WHAT YOU NEED TO DO:
Lines in the listing below that contain the string "monitor" are to be found and copied.

DATASET CONTENT:
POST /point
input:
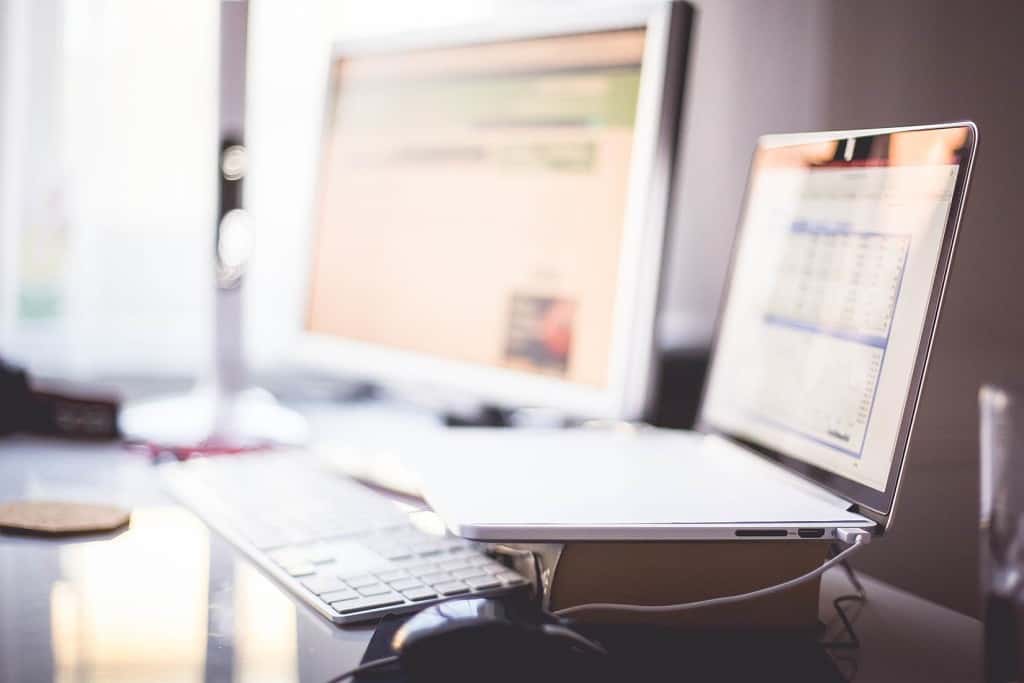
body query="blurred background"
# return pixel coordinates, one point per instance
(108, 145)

* * *

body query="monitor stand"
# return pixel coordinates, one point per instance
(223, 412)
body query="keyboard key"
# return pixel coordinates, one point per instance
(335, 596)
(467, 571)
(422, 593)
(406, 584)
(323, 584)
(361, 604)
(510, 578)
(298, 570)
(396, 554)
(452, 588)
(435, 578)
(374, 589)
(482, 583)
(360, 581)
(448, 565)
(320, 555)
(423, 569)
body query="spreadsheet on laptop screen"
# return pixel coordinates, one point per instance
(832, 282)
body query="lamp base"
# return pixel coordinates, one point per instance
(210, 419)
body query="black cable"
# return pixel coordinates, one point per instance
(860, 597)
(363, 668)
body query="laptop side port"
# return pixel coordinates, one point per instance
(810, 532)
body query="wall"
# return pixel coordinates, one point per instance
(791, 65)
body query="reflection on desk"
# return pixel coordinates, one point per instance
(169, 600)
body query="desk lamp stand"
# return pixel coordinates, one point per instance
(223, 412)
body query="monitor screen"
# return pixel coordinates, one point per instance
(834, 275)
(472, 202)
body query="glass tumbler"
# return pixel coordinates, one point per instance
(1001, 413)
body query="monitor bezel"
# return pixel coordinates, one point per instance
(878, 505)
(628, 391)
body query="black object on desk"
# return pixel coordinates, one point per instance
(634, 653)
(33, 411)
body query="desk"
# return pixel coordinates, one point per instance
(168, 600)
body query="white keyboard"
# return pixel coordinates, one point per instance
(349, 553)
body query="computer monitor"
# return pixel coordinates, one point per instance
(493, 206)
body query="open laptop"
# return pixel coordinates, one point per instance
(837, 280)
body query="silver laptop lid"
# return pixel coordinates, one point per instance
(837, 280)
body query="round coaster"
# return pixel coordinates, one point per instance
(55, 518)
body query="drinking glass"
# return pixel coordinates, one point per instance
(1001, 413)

ANSWER TO THIS EXERCISE:
body query="monitor stand"
body query="monitor screen"
body query="monitor bezel"
body query="computer monitor"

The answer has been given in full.